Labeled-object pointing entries
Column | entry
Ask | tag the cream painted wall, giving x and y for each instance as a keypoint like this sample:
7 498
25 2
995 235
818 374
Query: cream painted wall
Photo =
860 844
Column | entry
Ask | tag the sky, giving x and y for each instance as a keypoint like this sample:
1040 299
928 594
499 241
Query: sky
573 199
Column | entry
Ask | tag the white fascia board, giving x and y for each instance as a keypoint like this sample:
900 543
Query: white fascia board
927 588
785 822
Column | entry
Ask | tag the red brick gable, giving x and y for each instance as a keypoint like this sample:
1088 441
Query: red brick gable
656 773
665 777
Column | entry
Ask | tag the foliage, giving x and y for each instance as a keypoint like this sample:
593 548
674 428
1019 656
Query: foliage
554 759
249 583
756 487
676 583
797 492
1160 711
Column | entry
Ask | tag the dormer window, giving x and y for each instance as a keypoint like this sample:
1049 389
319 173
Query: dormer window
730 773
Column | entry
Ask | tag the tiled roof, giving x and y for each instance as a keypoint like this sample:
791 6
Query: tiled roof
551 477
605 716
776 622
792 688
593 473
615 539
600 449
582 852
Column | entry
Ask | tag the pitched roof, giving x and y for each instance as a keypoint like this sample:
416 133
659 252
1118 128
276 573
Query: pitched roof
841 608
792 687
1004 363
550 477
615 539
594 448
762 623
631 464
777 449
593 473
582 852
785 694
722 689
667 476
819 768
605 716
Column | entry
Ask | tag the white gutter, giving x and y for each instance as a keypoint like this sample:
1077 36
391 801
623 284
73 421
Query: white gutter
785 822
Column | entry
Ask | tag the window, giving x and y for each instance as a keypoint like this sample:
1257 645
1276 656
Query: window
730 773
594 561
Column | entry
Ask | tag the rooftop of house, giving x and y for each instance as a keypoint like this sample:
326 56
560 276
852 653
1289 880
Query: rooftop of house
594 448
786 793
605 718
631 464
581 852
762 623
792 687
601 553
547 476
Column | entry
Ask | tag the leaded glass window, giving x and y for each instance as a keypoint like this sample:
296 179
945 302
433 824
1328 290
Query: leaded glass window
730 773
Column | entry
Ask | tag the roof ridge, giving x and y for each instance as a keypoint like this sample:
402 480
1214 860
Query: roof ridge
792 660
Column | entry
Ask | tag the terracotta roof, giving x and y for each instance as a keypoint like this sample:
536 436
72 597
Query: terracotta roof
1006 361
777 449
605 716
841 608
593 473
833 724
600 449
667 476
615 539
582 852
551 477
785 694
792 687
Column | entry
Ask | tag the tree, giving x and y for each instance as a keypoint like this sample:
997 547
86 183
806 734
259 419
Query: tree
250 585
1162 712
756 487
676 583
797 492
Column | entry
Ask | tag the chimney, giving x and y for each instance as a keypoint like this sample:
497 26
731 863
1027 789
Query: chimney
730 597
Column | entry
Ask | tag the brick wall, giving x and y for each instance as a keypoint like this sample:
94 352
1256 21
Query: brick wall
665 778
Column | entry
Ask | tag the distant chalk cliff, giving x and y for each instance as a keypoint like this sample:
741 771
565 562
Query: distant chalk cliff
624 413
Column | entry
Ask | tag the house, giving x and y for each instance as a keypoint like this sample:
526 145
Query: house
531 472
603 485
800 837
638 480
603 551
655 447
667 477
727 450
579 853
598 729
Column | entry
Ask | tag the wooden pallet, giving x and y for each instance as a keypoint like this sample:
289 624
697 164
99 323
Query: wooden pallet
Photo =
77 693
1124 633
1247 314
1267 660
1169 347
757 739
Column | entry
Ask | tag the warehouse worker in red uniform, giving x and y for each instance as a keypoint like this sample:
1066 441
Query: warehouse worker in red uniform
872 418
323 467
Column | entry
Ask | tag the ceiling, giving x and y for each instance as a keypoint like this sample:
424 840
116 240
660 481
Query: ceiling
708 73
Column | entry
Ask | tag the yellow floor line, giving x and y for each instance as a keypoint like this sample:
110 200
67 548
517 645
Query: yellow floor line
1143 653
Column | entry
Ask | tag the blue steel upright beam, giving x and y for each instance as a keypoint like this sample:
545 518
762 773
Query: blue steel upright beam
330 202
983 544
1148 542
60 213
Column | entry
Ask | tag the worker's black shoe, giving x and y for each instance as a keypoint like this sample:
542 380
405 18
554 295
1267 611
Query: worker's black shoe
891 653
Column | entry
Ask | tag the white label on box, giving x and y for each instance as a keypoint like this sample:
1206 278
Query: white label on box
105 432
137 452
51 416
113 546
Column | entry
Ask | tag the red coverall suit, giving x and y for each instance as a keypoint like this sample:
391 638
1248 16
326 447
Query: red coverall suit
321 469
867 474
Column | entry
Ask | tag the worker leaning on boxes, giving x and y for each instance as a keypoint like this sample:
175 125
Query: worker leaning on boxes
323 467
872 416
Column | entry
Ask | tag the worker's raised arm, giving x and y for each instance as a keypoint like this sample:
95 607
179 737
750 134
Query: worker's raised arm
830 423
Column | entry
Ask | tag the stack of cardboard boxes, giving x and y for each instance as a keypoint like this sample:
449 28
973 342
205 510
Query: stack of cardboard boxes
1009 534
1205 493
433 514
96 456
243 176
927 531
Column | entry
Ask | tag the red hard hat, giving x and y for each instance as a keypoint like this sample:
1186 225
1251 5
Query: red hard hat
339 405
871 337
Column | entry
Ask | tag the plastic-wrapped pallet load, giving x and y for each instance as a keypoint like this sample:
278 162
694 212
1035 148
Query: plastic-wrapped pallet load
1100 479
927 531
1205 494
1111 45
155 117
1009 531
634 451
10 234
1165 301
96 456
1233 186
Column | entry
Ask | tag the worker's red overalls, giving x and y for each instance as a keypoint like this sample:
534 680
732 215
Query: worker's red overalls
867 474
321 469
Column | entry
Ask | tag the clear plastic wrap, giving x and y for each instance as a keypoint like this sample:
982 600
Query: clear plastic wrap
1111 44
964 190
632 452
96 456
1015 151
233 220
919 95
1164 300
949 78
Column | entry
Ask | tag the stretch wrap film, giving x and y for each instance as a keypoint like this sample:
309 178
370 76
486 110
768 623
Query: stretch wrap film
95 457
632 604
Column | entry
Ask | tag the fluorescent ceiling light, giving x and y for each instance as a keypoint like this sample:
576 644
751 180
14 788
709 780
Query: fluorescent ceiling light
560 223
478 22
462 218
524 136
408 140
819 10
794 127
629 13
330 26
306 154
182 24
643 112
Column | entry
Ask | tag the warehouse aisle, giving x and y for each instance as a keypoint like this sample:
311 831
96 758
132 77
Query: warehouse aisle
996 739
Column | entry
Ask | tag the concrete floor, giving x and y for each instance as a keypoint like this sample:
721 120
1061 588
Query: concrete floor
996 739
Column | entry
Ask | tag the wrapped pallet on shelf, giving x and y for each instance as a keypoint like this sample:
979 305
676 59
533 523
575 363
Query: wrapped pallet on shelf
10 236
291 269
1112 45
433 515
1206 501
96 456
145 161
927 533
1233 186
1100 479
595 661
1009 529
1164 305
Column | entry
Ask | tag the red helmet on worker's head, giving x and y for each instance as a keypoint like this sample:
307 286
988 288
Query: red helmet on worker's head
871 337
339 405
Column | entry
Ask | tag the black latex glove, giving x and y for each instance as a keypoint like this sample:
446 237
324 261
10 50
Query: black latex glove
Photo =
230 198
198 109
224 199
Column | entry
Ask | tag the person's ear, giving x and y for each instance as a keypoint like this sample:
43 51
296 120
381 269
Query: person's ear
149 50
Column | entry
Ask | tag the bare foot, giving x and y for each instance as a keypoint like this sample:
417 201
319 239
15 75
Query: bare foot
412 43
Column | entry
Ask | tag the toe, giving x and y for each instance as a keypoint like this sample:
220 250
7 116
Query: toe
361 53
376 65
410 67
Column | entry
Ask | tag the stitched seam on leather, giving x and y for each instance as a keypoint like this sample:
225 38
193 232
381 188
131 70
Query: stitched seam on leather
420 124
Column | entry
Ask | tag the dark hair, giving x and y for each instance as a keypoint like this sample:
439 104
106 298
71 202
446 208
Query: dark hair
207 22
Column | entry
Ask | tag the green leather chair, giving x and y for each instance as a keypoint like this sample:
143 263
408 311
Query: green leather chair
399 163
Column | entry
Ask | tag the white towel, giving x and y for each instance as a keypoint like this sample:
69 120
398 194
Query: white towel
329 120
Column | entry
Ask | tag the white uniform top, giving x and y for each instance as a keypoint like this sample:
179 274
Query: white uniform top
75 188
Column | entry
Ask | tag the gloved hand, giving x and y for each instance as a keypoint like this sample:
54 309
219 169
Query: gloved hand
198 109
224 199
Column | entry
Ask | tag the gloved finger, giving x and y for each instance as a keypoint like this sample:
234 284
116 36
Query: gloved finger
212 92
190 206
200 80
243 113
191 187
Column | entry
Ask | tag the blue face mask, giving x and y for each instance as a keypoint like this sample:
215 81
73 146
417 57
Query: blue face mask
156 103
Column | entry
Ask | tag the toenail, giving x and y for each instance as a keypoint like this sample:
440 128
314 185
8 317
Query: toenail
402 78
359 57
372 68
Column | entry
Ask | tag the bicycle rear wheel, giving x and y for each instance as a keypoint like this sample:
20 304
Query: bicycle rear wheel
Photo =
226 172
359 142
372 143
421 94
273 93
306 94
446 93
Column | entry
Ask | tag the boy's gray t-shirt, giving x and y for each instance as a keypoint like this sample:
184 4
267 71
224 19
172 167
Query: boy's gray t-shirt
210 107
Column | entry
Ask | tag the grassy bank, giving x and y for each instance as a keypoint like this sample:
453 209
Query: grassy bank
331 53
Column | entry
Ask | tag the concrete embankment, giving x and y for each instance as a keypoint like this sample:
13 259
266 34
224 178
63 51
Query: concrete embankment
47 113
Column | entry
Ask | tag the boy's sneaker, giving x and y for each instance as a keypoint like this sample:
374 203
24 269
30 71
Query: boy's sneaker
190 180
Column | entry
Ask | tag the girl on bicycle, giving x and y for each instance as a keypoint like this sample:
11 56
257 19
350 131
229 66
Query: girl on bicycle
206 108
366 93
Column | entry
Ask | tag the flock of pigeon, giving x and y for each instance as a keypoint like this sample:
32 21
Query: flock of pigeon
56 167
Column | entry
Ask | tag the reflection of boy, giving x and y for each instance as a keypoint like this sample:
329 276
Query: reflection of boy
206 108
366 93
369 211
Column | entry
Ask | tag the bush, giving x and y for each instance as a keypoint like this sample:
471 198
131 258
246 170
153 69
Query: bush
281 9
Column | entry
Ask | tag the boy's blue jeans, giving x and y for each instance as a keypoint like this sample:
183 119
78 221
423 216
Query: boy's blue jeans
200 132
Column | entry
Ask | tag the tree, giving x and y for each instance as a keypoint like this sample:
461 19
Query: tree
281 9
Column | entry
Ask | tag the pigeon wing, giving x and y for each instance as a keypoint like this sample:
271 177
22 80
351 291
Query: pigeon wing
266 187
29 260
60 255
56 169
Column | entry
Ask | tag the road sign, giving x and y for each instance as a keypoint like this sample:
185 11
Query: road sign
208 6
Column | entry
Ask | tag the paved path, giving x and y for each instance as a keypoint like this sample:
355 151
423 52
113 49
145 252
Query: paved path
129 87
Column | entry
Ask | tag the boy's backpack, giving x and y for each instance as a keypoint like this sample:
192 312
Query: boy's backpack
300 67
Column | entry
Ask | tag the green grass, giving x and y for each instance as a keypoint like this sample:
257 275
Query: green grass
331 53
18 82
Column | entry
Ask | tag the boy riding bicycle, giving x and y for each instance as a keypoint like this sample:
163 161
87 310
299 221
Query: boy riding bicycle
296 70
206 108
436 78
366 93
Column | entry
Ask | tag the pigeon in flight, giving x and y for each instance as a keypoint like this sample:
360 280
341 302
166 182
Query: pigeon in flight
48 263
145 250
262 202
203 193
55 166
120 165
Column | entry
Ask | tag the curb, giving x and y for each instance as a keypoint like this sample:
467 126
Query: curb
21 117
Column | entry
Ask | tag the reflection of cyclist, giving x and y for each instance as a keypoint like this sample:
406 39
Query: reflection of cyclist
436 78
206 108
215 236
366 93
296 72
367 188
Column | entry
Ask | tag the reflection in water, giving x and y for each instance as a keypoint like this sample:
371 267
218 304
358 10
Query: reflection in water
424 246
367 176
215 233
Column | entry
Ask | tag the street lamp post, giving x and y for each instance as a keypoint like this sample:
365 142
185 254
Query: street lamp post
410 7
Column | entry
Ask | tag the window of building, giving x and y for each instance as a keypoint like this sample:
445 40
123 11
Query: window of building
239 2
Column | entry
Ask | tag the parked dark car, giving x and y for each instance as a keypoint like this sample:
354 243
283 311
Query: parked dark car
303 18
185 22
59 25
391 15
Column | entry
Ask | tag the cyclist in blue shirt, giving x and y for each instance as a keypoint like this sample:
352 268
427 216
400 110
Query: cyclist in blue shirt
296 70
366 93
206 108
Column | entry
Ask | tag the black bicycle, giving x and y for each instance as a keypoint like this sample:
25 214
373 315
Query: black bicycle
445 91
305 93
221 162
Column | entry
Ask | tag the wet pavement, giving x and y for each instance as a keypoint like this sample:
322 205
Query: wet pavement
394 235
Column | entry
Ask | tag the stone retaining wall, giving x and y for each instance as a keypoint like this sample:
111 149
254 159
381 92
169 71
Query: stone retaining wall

• **Your goal**:
Collect every line in the rows above that contains the word "foliage".

• **Solved problem**:
Ask | tag the foliage, giving x and y for each instance as a keypoint like this sample:
Query: foliage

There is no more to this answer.